## Breve esercizio 1
Trascriva senza alcuna modifica le righe dei record, cominciando da quella che contiene "target: white head feather" e proseguendo fino alla fine dei record, con entrambi gli estremi inclusi.

## Brano del testo
Monasteri: centri di spiritualità e di aggregazione sociale

S. Benedetto consegna la Regola: «ora et labora et lege et noli contristari 
in laetitia pacis!
» (prega, lavora e studia e nella gioia della pace non farti 
prendere dalla sfiducia!
)
Dopo la pace costantiniana, il monachesimo fu una forma di vita cristiana molto seguita perché consentiva sia un’esperienza di condivisione di beni materiali e spirituali e sia la sperimentazione dei vantaggi del vivere ordinato in una comunità eterogenea ma stabile e unita da valori condivisi. Soprattutto i grandi monasteri sono stati non solo rifugi sicuri contro i pericoli degli sconvolgimenti del tempo e luoghi di preghiera e di riflessione sulla vita di Gesù Cristo, ma anche centri di aggregazione sociale che garantivano attraverso il lavoro organizzato il sostentamento alle persone che gravitavano attorno ai conventi e un’intensa attività caritativa in favore dei poveri, dei malati, dei perseguitati e dei viandanti.

## Estratti dei record
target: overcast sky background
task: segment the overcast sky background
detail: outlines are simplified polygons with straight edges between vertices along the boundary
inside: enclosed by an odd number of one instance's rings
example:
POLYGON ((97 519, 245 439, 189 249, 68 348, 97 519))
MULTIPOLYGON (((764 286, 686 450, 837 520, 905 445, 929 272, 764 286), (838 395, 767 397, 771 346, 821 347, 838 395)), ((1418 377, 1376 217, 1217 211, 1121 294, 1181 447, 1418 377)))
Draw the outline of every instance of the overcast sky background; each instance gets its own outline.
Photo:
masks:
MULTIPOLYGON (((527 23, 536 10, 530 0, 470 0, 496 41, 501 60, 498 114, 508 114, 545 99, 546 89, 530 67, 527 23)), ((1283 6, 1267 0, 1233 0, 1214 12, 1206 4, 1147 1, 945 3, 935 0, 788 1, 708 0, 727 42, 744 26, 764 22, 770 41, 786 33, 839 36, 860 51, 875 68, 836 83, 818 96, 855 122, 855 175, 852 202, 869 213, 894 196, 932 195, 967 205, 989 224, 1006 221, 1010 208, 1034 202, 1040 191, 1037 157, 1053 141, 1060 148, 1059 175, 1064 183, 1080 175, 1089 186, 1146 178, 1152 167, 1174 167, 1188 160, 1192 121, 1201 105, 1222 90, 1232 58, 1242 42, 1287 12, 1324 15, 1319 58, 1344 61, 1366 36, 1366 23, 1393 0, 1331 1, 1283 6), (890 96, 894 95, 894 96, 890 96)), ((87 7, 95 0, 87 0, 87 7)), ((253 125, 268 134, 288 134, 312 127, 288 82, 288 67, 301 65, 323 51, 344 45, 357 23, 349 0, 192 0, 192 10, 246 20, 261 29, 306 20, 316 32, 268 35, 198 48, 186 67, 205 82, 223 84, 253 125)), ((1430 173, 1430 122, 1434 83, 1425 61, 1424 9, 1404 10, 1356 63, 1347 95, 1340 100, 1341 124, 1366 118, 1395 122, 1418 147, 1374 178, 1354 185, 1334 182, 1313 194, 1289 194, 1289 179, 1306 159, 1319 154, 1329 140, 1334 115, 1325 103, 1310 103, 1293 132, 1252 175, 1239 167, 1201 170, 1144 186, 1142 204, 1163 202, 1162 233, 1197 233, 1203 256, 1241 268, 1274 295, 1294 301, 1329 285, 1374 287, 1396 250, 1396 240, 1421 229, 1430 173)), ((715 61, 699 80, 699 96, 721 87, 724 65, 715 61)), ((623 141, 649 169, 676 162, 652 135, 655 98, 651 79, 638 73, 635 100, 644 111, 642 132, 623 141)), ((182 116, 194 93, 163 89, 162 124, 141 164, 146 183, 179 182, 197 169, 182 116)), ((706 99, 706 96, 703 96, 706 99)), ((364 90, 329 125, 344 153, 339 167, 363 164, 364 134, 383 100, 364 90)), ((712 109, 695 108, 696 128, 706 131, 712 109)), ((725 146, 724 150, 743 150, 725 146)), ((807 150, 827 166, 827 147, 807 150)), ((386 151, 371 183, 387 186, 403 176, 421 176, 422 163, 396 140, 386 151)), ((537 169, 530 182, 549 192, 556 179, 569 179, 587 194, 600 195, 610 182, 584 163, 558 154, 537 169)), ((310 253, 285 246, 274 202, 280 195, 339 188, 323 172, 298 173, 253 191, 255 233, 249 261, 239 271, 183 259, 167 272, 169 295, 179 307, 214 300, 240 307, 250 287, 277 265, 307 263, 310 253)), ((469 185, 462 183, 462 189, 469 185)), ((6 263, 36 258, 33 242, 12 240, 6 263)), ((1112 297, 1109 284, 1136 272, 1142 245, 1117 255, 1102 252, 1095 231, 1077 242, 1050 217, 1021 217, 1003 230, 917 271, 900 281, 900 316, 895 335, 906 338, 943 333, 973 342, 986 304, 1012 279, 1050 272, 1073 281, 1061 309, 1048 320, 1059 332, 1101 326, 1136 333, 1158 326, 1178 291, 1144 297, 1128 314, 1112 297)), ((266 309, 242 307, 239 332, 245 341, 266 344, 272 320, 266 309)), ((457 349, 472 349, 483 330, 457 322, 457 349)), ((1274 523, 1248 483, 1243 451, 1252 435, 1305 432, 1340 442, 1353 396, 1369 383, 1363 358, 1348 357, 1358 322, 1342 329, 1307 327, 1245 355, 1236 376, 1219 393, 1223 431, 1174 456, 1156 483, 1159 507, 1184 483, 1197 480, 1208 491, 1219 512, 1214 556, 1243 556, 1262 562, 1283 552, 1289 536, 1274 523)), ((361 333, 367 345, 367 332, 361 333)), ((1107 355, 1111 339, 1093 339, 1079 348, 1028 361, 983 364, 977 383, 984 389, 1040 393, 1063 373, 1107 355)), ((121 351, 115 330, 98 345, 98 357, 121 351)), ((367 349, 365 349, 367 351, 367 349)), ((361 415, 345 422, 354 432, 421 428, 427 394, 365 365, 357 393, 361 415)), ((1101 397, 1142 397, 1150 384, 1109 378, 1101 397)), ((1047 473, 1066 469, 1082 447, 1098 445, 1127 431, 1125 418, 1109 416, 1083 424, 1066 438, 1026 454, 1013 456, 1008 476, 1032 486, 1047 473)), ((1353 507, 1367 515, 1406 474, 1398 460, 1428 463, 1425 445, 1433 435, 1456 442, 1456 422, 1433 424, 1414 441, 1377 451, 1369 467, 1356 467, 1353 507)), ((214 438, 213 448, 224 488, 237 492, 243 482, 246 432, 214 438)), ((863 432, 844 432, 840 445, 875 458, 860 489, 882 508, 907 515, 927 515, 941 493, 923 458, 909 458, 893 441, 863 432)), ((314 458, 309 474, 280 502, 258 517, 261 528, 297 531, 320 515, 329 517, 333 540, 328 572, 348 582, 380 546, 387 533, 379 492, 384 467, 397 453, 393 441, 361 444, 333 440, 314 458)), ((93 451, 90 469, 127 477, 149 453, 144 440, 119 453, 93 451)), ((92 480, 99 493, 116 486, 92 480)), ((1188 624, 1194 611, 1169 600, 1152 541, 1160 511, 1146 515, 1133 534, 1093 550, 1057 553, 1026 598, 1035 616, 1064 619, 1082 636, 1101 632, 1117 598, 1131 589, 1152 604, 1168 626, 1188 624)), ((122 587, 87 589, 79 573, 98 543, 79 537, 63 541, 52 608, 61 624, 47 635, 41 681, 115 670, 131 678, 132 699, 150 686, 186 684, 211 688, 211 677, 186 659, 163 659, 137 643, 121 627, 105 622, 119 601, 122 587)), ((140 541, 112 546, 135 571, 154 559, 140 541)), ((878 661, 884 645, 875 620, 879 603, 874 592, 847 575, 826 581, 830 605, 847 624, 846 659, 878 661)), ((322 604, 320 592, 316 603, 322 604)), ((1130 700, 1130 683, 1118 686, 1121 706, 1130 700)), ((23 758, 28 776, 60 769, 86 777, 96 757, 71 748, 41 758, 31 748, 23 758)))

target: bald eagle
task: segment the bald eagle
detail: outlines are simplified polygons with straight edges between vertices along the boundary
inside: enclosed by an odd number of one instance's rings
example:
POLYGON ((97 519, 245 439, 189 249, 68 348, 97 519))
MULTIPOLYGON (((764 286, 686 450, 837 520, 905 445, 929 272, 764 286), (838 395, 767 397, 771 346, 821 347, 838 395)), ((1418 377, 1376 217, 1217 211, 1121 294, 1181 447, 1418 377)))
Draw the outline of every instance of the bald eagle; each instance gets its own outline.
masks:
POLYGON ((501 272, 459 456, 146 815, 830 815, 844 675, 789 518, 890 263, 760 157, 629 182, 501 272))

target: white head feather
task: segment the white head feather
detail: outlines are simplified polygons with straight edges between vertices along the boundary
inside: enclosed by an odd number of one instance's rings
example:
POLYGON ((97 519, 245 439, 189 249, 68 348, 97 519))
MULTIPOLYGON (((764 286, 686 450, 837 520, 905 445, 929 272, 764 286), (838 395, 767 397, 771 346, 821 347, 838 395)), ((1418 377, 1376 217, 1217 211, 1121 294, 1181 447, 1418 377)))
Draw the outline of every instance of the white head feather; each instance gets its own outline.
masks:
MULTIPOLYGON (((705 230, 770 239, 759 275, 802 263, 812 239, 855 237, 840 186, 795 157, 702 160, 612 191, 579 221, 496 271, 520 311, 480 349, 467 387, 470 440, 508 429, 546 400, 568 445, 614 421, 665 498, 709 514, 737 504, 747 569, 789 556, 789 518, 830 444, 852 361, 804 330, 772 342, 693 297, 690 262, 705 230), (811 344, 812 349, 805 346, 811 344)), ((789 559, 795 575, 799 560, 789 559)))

## Breve esercizio 2
Secondo il brano sui monasteri, a favore di chi si svolgeva l'intensa attività caritativa dei grandi monasteri?

## Risposta completa 1
target: white head feather
task: segment the white head feather
detail: outlines are simplified polygons with straight edges between vertices along the boundary
inside: enclosed by an odd number of one instance's rings
example:
POLYGON ((97 519, 245 439, 189 249, 68 348, 97 519))
MULTIPOLYGON (((764 286, 686 450, 837 520, 905 445, 929 272, 764 286), (838 395, 767 397, 771 346, 821 347, 838 395)), ((1418 377, 1376 217, 1217 211, 1121 294, 1181 447, 1418 377)))
Draw the outline of every instance of the white head feather; each instance gets its own outline.
masks:
MULTIPOLYGON (((705 230, 770 239, 759 275, 802 263, 812 239, 855 237, 840 186, 795 157, 702 160, 612 191, 579 221, 496 271, 520 311, 480 349, 467 387, 470 440, 508 429, 546 400, 568 445, 614 421, 665 498, 709 514, 737 504, 747 569, 789 556, 789 518, 830 444, 852 361, 804 330, 772 342, 693 297, 690 262, 705 230), (811 344, 812 349, 805 346, 811 344)), ((789 559, 795 575, 799 560, 789 559)))

## Risposta completa 2
A favore dei poveri, dei malati, dei perseguitati e dei viandanti.